## Problem statement
Please return the lines below word for word, leaving every character and line break unchanged.

## Input data
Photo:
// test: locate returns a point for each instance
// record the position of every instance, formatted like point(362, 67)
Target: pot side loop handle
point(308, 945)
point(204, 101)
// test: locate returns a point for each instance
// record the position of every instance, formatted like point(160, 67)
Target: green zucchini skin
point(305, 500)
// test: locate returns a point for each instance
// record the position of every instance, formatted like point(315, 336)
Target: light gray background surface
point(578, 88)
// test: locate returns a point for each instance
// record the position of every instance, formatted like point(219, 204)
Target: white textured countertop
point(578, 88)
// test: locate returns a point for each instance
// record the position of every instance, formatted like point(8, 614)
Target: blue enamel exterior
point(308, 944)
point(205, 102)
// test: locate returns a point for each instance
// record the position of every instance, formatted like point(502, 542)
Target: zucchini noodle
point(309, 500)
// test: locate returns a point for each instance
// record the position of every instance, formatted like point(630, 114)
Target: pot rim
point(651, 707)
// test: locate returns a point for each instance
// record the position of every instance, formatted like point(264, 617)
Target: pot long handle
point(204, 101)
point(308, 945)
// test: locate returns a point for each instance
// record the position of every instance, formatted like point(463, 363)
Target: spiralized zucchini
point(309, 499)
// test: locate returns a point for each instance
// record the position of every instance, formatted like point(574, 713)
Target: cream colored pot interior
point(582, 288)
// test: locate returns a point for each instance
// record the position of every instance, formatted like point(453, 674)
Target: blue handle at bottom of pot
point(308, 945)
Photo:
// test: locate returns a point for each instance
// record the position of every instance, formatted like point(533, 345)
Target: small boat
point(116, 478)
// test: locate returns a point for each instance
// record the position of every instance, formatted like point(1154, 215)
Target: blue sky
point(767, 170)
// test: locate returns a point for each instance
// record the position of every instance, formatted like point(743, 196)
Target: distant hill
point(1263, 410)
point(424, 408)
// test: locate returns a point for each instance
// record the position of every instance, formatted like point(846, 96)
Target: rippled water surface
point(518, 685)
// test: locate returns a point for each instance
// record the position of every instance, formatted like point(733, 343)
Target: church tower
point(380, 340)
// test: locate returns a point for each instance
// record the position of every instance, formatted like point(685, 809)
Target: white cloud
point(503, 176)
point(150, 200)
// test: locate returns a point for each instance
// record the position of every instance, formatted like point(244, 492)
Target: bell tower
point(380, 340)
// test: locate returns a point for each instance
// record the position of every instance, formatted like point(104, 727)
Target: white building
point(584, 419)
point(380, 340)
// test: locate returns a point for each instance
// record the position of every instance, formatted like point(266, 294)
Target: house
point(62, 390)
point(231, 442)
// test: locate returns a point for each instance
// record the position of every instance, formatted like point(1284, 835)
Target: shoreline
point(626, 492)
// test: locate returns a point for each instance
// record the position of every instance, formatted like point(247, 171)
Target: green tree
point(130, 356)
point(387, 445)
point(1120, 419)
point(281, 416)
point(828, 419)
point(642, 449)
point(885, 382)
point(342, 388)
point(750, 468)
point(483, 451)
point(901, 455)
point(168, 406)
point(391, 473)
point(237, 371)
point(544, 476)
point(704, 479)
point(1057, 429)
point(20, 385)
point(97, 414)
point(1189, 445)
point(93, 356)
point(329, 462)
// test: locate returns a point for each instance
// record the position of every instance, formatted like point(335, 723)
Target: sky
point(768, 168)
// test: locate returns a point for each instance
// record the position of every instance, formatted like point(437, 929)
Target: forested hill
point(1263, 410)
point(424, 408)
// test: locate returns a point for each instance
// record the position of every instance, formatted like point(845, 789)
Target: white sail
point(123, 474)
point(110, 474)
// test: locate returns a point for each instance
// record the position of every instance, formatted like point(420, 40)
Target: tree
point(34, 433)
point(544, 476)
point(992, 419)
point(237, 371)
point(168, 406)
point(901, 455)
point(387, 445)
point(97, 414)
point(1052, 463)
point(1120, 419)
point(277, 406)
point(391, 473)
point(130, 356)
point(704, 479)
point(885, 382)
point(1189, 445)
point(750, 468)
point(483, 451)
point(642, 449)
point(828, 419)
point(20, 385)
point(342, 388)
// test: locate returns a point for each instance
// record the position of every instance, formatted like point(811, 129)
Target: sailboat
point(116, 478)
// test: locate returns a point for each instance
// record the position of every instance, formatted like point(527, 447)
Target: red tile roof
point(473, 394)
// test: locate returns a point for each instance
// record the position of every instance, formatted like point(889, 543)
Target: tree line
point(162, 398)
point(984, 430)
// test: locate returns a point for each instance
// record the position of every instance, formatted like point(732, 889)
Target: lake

## Exercise output
Photo:
// test: locate returns a point for each instance
// record the position of every instance, formatted like point(362, 67)
Target: pot side loop handle
point(308, 945)
point(204, 101)
// test: locate returns a point for each instance
// record the position of every instance, formatted like point(160, 67)
Target: green zucchini skin
point(305, 500)
// test: locate returns a point for each instance
// record the position of every instance, formatted like point(315, 336)
Target: light gray background surface
point(578, 88)
// test: locate returns a point for each instance
// record the position of every instance, formatted like point(219, 204)
Target: white textured countertop
point(578, 88)
// test: locate returns a point for each instance
// record the position of every instance, formatted like point(8, 614)
Target: blue enamel exterior
point(308, 944)
point(205, 102)
// test: locate returns a point for each instance
// record the position of every instance, formatted like point(502, 542)
Target: zucchini noodle
point(309, 500)
// test: locate returns a point for each instance
// record the position of every instance, formatted like point(630, 114)
Target: pot rim
point(651, 707)
// test: locate returns a point for each instance
// record the position of every instance, formatted like point(264, 617)
Target: pot long handle
point(204, 101)
point(308, 945)
// test: locate returns a point for each instance
// record the position of every instance, formatted like point(463, 363)
Target: spiralized zucchini
point(309, 499)
// test: locate returns a point for each instance
// record the position of every instance, formatted like point(574, 713)
Target: cream colored pot interior
point(582, 288)
// test: locate returns a point for each instance
// record the position of every instance, formatted like point(453, 674)
Target: blue handle at bottom of pot
point(308, 945)
Photo:
// test: locate returns a point for each instance
// record the position of every instance, formatted like point(533, 345)
Target: small boat
point(116, 478)
// test: locate returns a point for each instance
// record the position of every instance, formatted like point(1154, 215)
Target: blue sky
point(767, 170)
// test: locate returns a point for each instance
// record the position of every instance, formatted like point(743, 196)
Target: distant hill
point(1263, 410)
point(424, 408)
// test: locate returns a point for each instance
// record the position of every instance, formatted like point(846, 96)
Target: rippled water surface
point(518, 685)
// test: locate returns a point for each instance
// record the position of every instance, formatted like point(733, 343)
Target: church tower
point(380, 340)
// test: locate returns a point for each instance
// record the position of every instance, formatted like point(685, 809)
Target: white cloud
point(503, 176)
point(150, 200)
// test: locate returns a point for each instance
// record the position of every instance, formatted like point(244, 492)
Target: bell tower
point(380, 340)
// test: locate returns a point for each instance
// record the position of every instance, formatted like point(104, 727)
Target: white building
point(584, 419)
point(380, 340)
// test: locate returns a point for each instance
// record the position of every instance, formatted like point(266, 294)
Target: house
point(62, 390)
point(231, 442)
// test: locate returns a point for each instance
// record the position of every instance, formatted like point(1284, 835)
Target: shoreline
point(626, 492)
// test: locate returns a point for each instance
// record the position of every instance, formatted like point(247, 171)
Target: green tree
point(130, 356)
point(387, 445)
point(1120, 419)
point(281, 416)
point(828, 419)
point(642, 449)
point(885, 382)
point(342, 388)
point(750, 468)
point(483, 451)
point(901, 455)
point(168, 406)
point(391, 473)
point(237, 371)
point(544, 476)
point(704, 479)
point(1057, 429)
point(20, 385)
point(97, 414)
point(1189, 445)
point(93, 356)
point(329, 462)
// test: locate returns a point for each instance
// record the position of every instance, formatted like point(335, 723)
Target: sky
point(768, 168)
// test: locate returns a point for each instance
// record the position of every instance, formatted like point(437, 929)
Target: forested hill
point(1263, 410)
point(424, 408)
// test: locate returns a point for each instance
// record the position of every instance, formatted like point(845, 789)
Target: white sail
point(123, 474)
point(110, 474)
// test: locate returns a point for each instance
// record the position of every instance, formatted like point(420, 40)
Target: tree
point(34, 433)
point(544, 476)
point(992, 419)
point(237, 371)
point(168, 406)
point(901, 455)
point(387, 445)
point(97, 414)
point(1052, 463)
point(1120, 419)
point(277, 406)
point(391, 473)
point(130, 356)
point(704, 479)
point(885, 382)
point(1189, 445)
point(750, 468)
point(483, 451)
point(642, 449)
point(828, 419)
point(20, 385)
point(342, 388)
// test: locate returns a point for each instance
// record the position of every instance, formatted like point(811, 129)
Target: sailboat
point(116, 478)
// test: locate returns a point for each instance
// record the position of every instance, formatted like point(527, 447)
Target: red tile roof
point(473, 394)
// test: locate returns a point for each instance
// record the position of every instance, formatted like point(889, 543)
Target: tree line
point(162, 398)
point(984, 430)
// test: locate returns a point for each instance
// record the position of every instance, formatted like point(732, 889)
Target: lake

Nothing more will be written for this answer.